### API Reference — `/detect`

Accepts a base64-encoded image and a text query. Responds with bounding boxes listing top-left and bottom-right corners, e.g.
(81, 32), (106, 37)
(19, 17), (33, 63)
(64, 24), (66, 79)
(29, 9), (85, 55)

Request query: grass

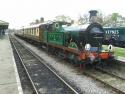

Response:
(103, 45), (125, 57)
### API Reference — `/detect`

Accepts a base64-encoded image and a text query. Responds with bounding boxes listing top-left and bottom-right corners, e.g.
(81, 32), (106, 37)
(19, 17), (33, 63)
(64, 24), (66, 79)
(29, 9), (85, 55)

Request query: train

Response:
(15, 21), (114, 65)
(104, 27), (125, 47)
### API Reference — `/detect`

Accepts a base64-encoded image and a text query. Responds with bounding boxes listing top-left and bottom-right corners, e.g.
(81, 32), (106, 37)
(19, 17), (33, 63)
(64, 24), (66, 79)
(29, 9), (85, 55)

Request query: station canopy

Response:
(0, 20), (9, 29)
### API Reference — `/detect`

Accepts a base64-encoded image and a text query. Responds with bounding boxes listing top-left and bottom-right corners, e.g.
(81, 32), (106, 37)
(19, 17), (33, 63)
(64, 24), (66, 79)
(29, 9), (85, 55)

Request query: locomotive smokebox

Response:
(89, 10), (98, 21)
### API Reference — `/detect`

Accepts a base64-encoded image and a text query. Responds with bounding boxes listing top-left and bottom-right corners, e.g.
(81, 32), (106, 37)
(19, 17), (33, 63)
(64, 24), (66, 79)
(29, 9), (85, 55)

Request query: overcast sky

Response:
(0, 0), (125, 28)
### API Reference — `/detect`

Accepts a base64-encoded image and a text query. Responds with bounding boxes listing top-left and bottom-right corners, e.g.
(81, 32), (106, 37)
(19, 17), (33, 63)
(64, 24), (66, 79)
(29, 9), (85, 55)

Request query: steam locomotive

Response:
(15, 21), (114, 65)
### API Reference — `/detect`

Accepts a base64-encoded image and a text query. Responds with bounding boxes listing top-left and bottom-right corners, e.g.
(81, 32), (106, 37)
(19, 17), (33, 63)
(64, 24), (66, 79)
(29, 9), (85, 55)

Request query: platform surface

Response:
(0, 35), (23, 94)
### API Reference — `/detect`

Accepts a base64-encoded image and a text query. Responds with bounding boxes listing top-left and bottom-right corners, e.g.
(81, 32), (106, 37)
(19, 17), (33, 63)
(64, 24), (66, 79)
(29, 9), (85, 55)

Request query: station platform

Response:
(117, 56), (125, 62)
(0, 34), (23, 94)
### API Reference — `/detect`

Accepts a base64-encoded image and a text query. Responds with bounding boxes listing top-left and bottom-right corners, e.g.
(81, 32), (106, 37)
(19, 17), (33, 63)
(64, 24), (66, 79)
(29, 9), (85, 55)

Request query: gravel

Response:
(14, 35), (116, 94)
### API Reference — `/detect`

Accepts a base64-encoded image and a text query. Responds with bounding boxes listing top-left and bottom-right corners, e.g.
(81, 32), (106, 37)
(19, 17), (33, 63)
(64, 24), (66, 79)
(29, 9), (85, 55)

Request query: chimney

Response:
(89, 10), (98, 21)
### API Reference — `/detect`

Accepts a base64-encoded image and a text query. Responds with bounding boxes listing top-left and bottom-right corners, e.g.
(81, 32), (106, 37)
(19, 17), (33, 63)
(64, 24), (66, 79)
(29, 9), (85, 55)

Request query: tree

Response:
(39, 17), (44, 23)
(78, 15), (88, 25)
(103, 13), (125, 27)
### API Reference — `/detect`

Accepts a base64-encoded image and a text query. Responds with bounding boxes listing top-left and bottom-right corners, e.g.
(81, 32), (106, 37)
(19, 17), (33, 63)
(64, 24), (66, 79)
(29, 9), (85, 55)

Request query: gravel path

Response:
(14, 35), (116, 94)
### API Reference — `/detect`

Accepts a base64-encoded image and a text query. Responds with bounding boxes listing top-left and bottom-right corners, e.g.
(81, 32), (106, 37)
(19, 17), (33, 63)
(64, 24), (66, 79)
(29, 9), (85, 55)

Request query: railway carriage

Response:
(16, 22), (113, 64)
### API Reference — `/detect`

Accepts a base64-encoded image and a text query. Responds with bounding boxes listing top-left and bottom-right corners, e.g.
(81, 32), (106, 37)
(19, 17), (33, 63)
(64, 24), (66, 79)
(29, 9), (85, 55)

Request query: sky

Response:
(0, 0), (125, 28)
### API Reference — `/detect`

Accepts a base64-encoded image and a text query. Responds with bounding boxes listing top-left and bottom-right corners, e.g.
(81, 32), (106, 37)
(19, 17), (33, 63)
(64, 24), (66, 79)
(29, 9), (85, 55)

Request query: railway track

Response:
(84, 68), (125, 94)
(10, 36), (79, 94)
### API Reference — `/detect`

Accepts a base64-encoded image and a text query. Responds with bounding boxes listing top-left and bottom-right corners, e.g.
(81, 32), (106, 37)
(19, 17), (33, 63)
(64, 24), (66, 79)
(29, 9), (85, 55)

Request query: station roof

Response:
(0, 20), (9, 29)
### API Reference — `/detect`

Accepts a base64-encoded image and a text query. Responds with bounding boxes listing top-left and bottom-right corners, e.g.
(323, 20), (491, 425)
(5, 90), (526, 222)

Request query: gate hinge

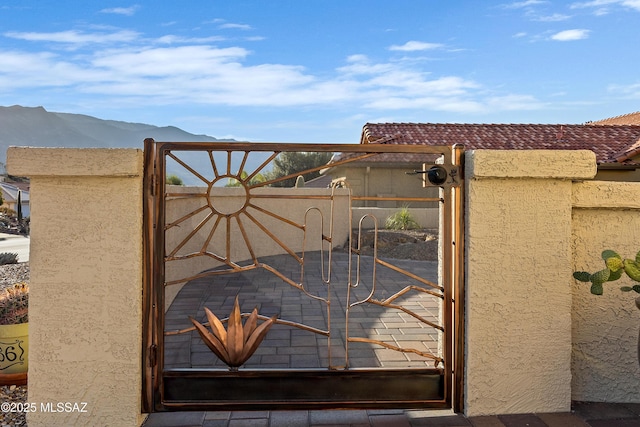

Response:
(149, 170), (158, 197)
(149, 344), (158, 368)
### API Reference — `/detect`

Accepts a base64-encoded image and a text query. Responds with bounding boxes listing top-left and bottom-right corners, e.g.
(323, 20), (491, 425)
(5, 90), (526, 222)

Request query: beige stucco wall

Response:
(7, 147), (142, 427)
(571, 181), (640, 402)
(7, 148), (640, 426)
(465, 150), (596, 415)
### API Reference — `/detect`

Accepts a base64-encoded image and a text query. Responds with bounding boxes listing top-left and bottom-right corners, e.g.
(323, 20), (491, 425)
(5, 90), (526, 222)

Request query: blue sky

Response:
(0, 0), (640, 143)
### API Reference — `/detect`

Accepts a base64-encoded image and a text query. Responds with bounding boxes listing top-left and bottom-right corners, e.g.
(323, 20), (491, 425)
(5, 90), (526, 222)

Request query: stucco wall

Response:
(571, 181), (640, 402)
(465, 150), (596, 415)
(8, 148), (640, 426)
(7, 147), (142, 427)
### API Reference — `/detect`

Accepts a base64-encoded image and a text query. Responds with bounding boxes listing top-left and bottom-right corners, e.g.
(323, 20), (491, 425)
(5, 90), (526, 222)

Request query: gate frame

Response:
(142, 138), (465, 412)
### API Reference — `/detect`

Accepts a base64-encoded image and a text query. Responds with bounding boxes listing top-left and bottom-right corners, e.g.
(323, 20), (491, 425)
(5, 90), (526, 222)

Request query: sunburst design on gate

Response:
(165, 150), (364, 285)
(164, 150), (443, 372)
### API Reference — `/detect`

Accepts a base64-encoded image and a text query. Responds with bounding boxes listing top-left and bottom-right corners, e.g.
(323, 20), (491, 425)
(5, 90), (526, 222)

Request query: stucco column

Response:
(7, 147), (143, 427)
(465, 150), (596, 416)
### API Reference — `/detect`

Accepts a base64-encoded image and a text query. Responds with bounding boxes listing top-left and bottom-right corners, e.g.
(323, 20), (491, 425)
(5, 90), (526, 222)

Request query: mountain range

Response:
(0, 105), (240, 181)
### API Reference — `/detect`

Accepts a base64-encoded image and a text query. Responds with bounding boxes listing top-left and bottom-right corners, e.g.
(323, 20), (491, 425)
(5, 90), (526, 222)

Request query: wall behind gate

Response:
(8, 147), (640, 426)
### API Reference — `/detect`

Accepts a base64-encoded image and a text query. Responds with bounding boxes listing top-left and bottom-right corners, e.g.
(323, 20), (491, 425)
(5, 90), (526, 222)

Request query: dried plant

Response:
(190, 296), (278, 369)
(0, 282), (29, 325)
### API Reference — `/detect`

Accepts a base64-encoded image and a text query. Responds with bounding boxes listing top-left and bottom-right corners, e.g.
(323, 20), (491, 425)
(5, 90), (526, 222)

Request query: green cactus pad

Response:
(590, 268), (611, 286)
(591, 283), (602, 295)
(573, 271), (591, 282)
(624, 259), (640, 282)
(604, 257), (623, 271)
(607, 268), (624, 282)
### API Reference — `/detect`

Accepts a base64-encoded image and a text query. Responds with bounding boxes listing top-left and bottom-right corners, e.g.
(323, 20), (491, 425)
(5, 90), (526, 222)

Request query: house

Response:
(325, 122), (640, 206)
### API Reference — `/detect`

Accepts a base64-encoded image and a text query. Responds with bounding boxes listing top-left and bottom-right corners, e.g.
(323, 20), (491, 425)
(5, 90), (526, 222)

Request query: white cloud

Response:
(3, 30), (139, 45)
(607, 83), (640, 99)
(570, 0), (640, 11)
(551, 29), (591, 42)
(100, 5), (140, 16)
(533, 13), (571, 22)
(389, 40), (443, 52)
(218, 23), (252, 30)
(503, 0), (547, 9)
(0, 31), (538, 113)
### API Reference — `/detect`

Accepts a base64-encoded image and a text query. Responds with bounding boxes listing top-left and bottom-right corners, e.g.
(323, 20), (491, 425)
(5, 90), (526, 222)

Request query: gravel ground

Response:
(0, 262), (29, 427)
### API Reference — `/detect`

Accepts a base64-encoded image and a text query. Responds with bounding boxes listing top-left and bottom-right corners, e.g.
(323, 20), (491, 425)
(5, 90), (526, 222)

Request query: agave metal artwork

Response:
(189, 296), (278, 370)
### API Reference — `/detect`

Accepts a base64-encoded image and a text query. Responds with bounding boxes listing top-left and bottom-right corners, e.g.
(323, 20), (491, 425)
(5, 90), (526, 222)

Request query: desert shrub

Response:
(0, 252), (18, 265)
(385, 206), (420, 230)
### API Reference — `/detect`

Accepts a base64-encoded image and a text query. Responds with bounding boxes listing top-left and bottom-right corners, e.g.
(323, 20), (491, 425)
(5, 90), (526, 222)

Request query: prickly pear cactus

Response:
(573, 249), (640, 295)
(0, 282), (29, 325)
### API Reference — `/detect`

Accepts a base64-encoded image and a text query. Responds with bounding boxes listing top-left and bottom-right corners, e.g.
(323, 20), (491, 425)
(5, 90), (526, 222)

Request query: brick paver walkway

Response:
(165, 252), (442, 369)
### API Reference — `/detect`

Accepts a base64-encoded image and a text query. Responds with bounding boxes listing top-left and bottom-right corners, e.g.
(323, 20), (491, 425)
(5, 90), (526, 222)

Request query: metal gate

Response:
(142, 139), (464, 412)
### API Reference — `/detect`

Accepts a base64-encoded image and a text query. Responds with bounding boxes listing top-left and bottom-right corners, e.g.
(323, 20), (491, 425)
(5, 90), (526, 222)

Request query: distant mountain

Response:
(0, 105), (233, 157)
(0, 105), (246, 184)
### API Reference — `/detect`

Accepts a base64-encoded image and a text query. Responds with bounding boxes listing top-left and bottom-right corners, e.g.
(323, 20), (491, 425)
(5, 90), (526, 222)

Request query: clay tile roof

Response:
(589, 111), (640, 126)
(360, 123), (640, 164)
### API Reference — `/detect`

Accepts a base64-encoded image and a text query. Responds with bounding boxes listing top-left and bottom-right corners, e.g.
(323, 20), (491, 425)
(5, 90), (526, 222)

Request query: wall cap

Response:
(7, 147), (143, 177)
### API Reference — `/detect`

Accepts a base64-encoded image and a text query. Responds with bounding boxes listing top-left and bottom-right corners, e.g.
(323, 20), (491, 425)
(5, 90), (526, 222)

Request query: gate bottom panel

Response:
(161, 369), (447, 410)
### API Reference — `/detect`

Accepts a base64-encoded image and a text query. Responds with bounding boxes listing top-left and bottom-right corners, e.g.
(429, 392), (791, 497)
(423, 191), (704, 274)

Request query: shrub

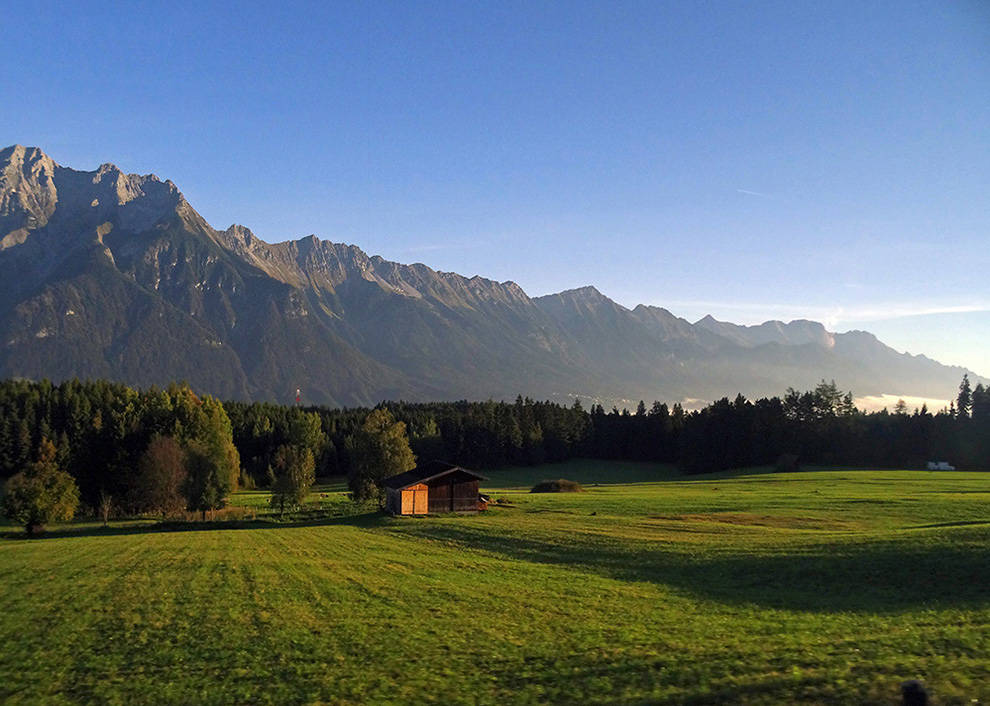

**Problem statement:** Render the items from the very first line through the line with "(103, 45), (125, 57)" as a Markdown table with the columns No. and Text, one line per row, skipping blank lines and leaving out the pictures.

**Solution:**
| No. | Text |
|---|---|
| 1 | ### API Reference — `/detect` |
| 2 | Accepts a base64-encoded image and a text query. Responds with bounding boxes listing top-left and bottom-right corners, e.g. |
| 3 | (81, 32), (106, 37) |
| 4 | (19, 17), (33, 63) |
| 5 | (64, 24), (66, 79) |
| 6 | (29, 9), (85, 55) |
| 7 | Request query: grass |
| 8 | Response: |
| 9 | (103, 45), (125, 57) |